*REQUEST 1*
In the construction waste forecasting extract, how many construction waste materials did Poon et al. measure at construction sites in Hong Kong?
*REQUEST 2*
How would you render this sentence from the construction waste forecasting extract in Spanish: "Bossink and Brouwers [33] weighed and classified the construction waste components at five residential construction sites."

*SELECTED EXTRACT*
:::::

To achieve CWM efficiency, it is crucial to know and improve the applied waste forecasting method. The “waste index” is the most popular method of forecasting the amount of construction waste is based on the waste generation rate per construction area and demolition area, and has been used in several studies [2,3,6,33]. Poon et al. [3] measured the amounts of 37 construction waste materials (e.g., cement, concrete, mortar, timber, and steel) based on tons (quantity) and cubic meters (volume) to find the causes of material waste at construction sites in Hong Kong. Bossink and Brouwers [33] weighed and classified the construction waste components at five residential construction sites. The most important finding in each case considered in these studies was that a maximum of 10% of the total material weight had become waste. Seo and Hwang [5] suggested the use of waste intensity units for 11 components of a demolished building. Based on these units, they converted these components into weights and then multiplied the results by the total floor area of demolished buildings in South Korea. As a result, they quantified the waste generation of buildings per square meter. Waste concrete and brick were shown to account for over 90% of CDW. Next, a classification model was presented to forecast a more detailed quantity based on the waste index method. Solis-Guzman et al. [30] clarified this model based on construction project budgets in Spain through the use of a database and spreadsheet that were prepared using site observations. This model can be used by many companies and countries, provided that they have their own classification system when generating a budget. However, these two methods are dependent on data from previous similar projects. Moreover, the accuracy of the results is low due to the different forecasting methods and standards. Kim and Shim [14] mentioned the importance of a hybrid model in preliminary stages and took notice of the necessary input data and their weight scale by verification of the developed hybrid model.

3.3. Artificial Neural Networks

One approach recommended by several academics and practitioners is the use of ANNs. Studies have verified that ANNs are superior to RA, CBR, and SVM for estimating waste amounts and costs. Garza and Rouhana [11] compared ANNs with a parametric estimation model based on RA in terms of carbon steel pipe costs. They used 110 samples with cost parameters, including elbows, flange ratings, and pipe diameters, which were applied to the ANN and RA as inputs. They concluded that ANNs provide better performance than RA, and show strong forecasting capabilities. ANNs do not have a limitation in the number of cost variables they can apply because they can organize and learn by themselves. However, RA has low accuracy (±50% to ±30%) due to its unsuitability for controlling large numbers of variables. Bode [12] suggested that ANNs can find hidden relationships in training data, which is helpful for a cost estimator. They verified their study using the mean absolute relative error (MARE) to measure the performance of each model. The MARE results were 0.623 for RA, 0.352 for ANNs, and 0.362 for CBR, which indicates that ANNs outperform the other two models. Similarly, Viharos and Mikó [15] proved that ANNs have lower error rates (12% on average) than CBR (13%) for estimating costs, and provided the most exact approach. They also suggest that ANNs are able to estimate costs in complex systems using a small amount of input data at the early stage. Kim et al. [20] compared the accuracy of the three estimation models: RA, ANNs, and SVM, for estimating costs in the early stage of a school construction project. This study obtained MARE results indicating that ANNs have better accuracy (5.27) than RA (5.68) and SVM (7.48) for estimating school construction projects.

:::::

*GIVEN ENTRIES*
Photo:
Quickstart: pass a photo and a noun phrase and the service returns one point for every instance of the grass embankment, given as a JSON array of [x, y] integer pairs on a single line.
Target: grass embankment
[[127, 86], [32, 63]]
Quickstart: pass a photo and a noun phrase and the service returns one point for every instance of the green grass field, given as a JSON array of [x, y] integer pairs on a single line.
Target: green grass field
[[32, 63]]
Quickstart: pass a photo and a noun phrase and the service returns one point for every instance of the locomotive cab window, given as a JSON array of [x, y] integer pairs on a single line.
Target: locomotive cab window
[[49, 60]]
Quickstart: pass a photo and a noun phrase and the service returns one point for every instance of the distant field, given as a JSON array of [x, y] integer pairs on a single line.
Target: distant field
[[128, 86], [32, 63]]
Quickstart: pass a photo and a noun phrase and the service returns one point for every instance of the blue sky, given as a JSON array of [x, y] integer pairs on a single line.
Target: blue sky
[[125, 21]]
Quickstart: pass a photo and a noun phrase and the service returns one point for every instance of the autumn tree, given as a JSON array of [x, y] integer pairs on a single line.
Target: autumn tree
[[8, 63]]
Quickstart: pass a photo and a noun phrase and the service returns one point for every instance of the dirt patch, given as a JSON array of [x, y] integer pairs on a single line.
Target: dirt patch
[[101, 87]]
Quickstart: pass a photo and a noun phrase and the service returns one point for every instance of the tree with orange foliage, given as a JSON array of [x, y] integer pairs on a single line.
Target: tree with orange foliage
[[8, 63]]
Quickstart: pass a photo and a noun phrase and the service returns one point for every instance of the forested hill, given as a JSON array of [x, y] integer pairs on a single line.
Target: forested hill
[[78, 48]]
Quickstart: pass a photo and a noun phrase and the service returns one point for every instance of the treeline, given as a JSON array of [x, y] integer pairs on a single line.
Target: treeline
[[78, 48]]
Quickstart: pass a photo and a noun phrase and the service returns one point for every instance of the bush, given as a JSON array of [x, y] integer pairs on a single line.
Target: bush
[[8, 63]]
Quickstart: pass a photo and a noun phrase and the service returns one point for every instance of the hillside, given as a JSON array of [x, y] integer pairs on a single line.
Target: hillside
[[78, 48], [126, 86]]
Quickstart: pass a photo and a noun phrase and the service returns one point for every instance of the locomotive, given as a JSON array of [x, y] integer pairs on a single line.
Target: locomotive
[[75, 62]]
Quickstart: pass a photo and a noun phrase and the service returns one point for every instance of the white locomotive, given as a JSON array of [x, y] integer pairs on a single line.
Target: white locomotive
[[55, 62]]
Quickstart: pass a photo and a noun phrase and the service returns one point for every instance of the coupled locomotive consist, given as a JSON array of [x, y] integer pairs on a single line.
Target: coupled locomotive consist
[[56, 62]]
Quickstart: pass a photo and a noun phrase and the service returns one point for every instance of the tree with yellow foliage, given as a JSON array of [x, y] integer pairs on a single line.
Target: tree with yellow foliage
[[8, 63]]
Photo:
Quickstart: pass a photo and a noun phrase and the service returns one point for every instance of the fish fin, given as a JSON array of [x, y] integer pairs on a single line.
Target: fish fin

:::::

*TASK RESULT 1*
37

*TASK RESULT 2*
Bossink y Brouwers [33] pesaron y clasificaron los componentes de los residuos de construcción en cinco obras de construcción residenciales.